● Goal: Quote all of the data below word for word, leaving out the pictures.

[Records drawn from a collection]
::::::
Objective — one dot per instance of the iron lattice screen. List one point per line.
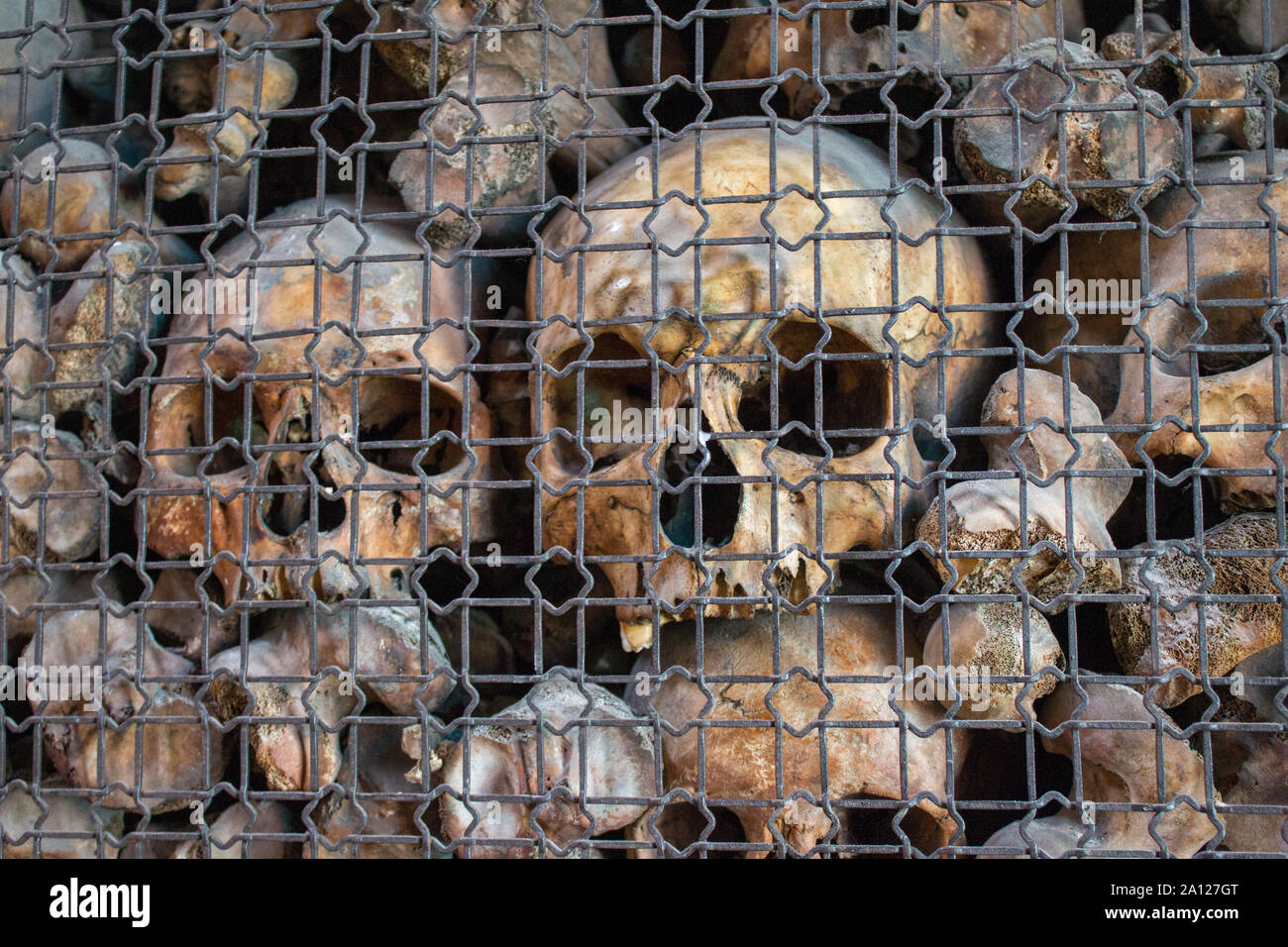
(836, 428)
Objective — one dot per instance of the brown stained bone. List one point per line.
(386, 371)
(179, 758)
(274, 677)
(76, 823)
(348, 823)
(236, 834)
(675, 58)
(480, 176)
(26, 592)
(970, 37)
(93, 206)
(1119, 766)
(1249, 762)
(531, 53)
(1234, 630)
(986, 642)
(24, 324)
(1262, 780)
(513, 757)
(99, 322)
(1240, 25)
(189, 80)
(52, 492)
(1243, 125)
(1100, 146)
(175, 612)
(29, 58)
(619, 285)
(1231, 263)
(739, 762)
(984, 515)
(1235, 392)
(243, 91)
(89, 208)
::::::
● Output for this exercise:
Objective — one dot per instance of the iron lattice screen. List one point per line.
(836, 428)
Objective — one dot per instance of the brown stained bone. List one point per line.
(386, 371)
(179, 758)
(274, 677)
(76, 823)
(348, 823)
(236, 834)
(675, 58)
(480, 176)
(26, 592)
(970, 37)
(93, 206)
(1119, 766)
(1249, 762)
(531, 53)
(1234, 630)
(986, 642)
(24, 324)
(1262, 780)
(513, 757)
(99, 322)
(1240, 25)
(189, 80)
(52, 492)
(1243, 125)
(1100, 146)
(175, 612)
(29, 58)
(619, 285)
(1231, 263)
(739, 762)
(984, 515)
(1235, 392)
(243, 91)
(89, 208)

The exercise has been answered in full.